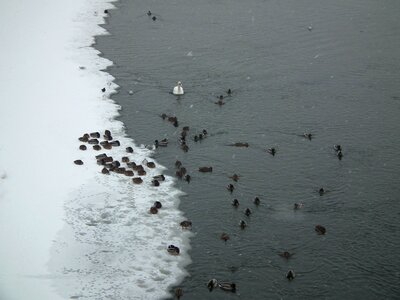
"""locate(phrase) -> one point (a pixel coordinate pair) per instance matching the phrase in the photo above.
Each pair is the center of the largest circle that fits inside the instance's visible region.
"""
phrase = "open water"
(330, 68)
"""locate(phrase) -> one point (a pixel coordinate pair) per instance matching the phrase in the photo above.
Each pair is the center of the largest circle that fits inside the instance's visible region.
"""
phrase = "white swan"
(178, 90)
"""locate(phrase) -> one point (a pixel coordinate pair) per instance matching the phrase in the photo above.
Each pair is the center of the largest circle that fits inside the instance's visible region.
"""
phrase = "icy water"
(330, 68)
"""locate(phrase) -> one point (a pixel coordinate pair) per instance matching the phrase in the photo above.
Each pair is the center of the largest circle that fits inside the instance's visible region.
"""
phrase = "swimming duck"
(286, 254)
(290, 275)
(271, 151)
(187, 178)
(320, 229)
(178, 293)
(234, 177)
(298, 205)
(186, 224)
(220, 102)
(224, 237)
(339, 154)
(178, 164)
(242, 224)
(178, 90)
(227, 286)
(337, 147)
(173, 250)
(213, 283)
(153, 210)
(308, 136)
(162, 143)
(247, 212)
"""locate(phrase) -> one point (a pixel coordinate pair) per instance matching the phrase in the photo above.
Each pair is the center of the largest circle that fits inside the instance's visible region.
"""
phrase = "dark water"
(340, 81)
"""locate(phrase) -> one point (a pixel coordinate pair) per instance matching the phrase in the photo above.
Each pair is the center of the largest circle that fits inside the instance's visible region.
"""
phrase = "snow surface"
(68, 231)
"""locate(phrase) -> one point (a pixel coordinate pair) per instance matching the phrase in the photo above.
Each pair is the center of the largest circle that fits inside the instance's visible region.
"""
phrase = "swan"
(178, 90)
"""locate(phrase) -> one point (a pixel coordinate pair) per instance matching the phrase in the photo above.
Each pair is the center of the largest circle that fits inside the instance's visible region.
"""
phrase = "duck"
(186, 224)
(157, 204)
(227, 286)
(235, 177)
(178, 164)
(290, 275)
(178, 90)
(320, 229)
(286, 254)
(159, 177)
(212, 283)
(225, 237)
(173, 250)
(247, 212)
(339, 154)
(271, 151)
(220, 102)
(298, 205)
(153, 210)
(337, 147)
(162, 143)
(235, 202)
(307, 135)
(178, 293)
(242, 224)
(187, 178)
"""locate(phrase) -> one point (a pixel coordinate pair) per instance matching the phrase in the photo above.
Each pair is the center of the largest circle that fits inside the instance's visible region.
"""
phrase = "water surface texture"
(329, 68)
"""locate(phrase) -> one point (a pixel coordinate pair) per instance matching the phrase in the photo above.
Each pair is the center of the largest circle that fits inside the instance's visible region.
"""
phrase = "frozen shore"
(50, 95)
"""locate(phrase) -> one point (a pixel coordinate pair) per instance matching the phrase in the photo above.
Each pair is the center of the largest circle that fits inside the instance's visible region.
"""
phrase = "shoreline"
(46, 116)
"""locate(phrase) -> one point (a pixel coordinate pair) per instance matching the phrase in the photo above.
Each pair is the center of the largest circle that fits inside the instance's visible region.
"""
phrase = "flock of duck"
(181, 171)
(127, 167)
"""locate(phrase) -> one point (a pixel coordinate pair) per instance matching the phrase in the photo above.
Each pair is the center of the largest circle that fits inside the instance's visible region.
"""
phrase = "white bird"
(178, 90)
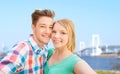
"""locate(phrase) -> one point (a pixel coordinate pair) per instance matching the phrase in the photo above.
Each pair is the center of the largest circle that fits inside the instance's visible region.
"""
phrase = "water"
(101, 63)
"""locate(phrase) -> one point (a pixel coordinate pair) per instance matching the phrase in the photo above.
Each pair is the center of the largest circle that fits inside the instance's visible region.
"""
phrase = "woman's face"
(59, 36)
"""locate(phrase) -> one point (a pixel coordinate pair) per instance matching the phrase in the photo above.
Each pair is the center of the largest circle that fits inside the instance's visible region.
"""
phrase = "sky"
(90, 17)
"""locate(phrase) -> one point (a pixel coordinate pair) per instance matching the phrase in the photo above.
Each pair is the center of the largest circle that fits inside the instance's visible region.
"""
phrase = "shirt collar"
(35, 46)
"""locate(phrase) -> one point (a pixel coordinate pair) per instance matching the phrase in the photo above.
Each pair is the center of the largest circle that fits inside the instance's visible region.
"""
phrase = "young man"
(29, 56)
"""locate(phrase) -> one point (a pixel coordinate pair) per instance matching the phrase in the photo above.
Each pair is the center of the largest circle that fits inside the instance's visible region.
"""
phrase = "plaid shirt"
(25, 58)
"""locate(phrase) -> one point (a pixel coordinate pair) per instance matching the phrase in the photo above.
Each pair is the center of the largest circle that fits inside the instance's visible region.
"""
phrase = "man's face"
(42, 30)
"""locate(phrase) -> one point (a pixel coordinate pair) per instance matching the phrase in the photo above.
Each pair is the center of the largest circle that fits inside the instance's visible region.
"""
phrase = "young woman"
(62, 60)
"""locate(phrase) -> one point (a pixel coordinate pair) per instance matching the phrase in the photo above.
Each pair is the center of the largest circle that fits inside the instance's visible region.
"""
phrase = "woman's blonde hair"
(69, 26)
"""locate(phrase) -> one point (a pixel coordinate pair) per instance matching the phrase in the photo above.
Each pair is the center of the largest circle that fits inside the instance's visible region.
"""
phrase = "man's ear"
(33, 27)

INSTRUCTIONS TO FOLLOW. Omit every image. Quote each record exactly.

REPLY.
"""locate(phrase) -> one point (a pixel coordinate pair) per instance matching the phrase in the photo above.
Each pair is the center of the largest circle that fits inside the instance's visible region.
"""
phrase = "open water"
(330, 68)
"""locate(phrase) -> one point (a pixel coordinate pair) per instance matching the phrase in the photo above.
Each pair is the center of the largest circle that fits inside the instance's visible region.
"""
phrase = "white swan"
(178, 90)
"""locate(phrase) -> one point (a pixel coordinate pair) per instance matching the phrase in the photo above.
Each pair is the center of the largest circle that fits inside the instance's visible region.
"""
phrase = "icy water"
(330, 68)
"""locate(phrase) -> one point (a pixel coordinate pair) per instance matching the phrase in the photo above.
Each pair is the center of the largest circle that fits inside the instance's visible region.
"""
phrase = "swimming duck"
(286, 254)
(290, 275)
(271, 151)
(187, 178)
(320, 229)
(178, 293)
(234, 177)
(298, 205)
(186, 224)
(220, 102)
(224, 237)
(339, 154)
(178, 164)
(242, 224)
(178, 90)
(227, 286)
(337, 147)
(173, 250)
(213, 283)
(153, 210)
(308, 136)
(162, 143)
(247, 212)
"""locate(phrase) -> one point (a pixel coordinate pair) per instance matching the phrase in the photo above.
Each pair is the center of the largest circle that fits inside the instance's visible region.
"""
phrase = "dark water"
(340, 81)
"""locate(phrase) -> one point (a pixel coordinate pair) per instance matching the phrase in the photo above.
Each pair is the center of the largest circle that fits inside the instance's visible region.
"""
phrase = "snow surface"
(68, 231)
"""locate(phrase) -> one point (a pixel coordinate pair) per instance matching the phrase in the photo above.
Each pair is the center of the largest circle that fits inside the instance's visible region.
"""
phrase = "swan"
(178, 90)
"""locate(phrase) -> one point (a pixel coordinate pair) per instance matching the phrase in the photo above.
Each pair is the center of the largest circle that fits inside the instance's visible region.
"""
phrase = "duck"
(186, 224)
(157, 204)
(227, 286)
(235, 177)
(178, 164)
(290, 275)
(178, 90)
(320, 229)
(286, 254)
(159, 177)
(212, 283)
(225, 237)
(173, 250)
(247, 212)
(339, 154)
(271, 151)
(220, 102)
(298, 205)
(153, 210)
(337, 147)
(162, 143)
(235, 202)
(307, 135)
(178, 293)
(242, 224)
(187, 178)
"""locate(phrase) -> one point (a pixel coordinate pair) per instance matching the phrase in the photo above.
Each pair is the center of the largest circle that fits inside the instance's visible region.
"""
phrase = "water surface texture"
(329, 68)
"""locate(phrase) -> one point (a pixel coordinate pair) per instance matching the phrase in the photo above.
Each pair is the center of the largest circle that fits inside the instance's visible region.
"""
phrase = "frozen shore"
(50, 95)
"""locate(phrase) -> one point (a pixel coordinate pair) per instance matching the phrase in the photo above.
Each pair is the center of the largest circle that fits inside the instance's visible region.
"""
phrase = "shoreline"
(46, 116)
"""locate(phrase) -> one point (a pixel coordinate pair) per instance matching the phrase in the photo above.
Each pair is the center of the largest circle that fits inside the instance's visible region.
"""
phrase = "flock of duck"
(181, 171)
(127, 167)
"""locate(phrase) -> one point (a pixel coordinate pair) per instance matching the phrase in the photo above.
Each pair is the center of the largest circle that fits inside the instance's visible region.
"""
phrase = "white bird"
(178, 90)
"""locate(phrase) -> one point (a pixel coordinate pair) per instance matching the phrase in the photo above.
Each pair is the center of the largest circle that fits inside the instance's visible region.
"""
phrase = "water"
(101, 63)
"""locate(phrase) -> one point (a pixel coordinate pair) per instance matching the phrase in the photo above.
Each pair is the center of the largest circle that fits inside the instance's visible region.
"""
phrase = "woman's face"
(59, 36)
"""locate(phrase) -> one point (a pixel coordinate pair) per instance matching the phrase in the photo above.
Each pair is the center of the largest circle that fits inside the instance's visible region.
"""
phrase = "sky"
(90, 17)
"""locate(phrase) -> one point (a pixel coordinate pair) per instance matching the phrase in the photo above.
Each pair is the center of the largest circle that fits inside the instance's visible region.
"""
phrase = "shirt collar"
(35, 46)
"""locate(phrase) -> one point (a pixel coordinate pair) per instance matching the phrase in the photo above.
Each pair is the center of the largest circle that fits inside the instance's visible region.
"""
phrase = "young man"
(29, 56)
"""locate(phrase) -> one point (a pixel coordinate pair) per instance matching the phrase in the photo above.
Each pair is the center of the largest circle that fits inside the instance's visible region.
"""
phrase = "plaid shirt"
(25, 58)
"""locate(phrase) -> one point (a pixel coordinate pair) per instance matching the phrase in the photo above.
Each pair is the center of the largest circle that fits inside the instance's visible region.
"""
phrase = "man's face"
(42, 30)
"""locate(phrase) -> one point (a pixel coordinate pair) per instance matching the phrase in the photo above.
Each pair is the center of the largest circle that fits inside the instance's visible region.
"""
phrase = "young woman"
(62, 60)
"""locate(phrase) -> one point (a pixel coordinate pair) per instance matching the phrase in the photo above.
Each pair is the center of the largest circle that fits inside the instance's visible region.
"""
phrase = "woman's blonde hair"
(69, 26)
"""locate(phrase) -> one point (a pixel coordinate pair) per instance matching the phrase in the photo above.
Each pair is the center of the largest circle that fits inside the instance's visible region.
"""
phrase = "man's ear"
(33, 27)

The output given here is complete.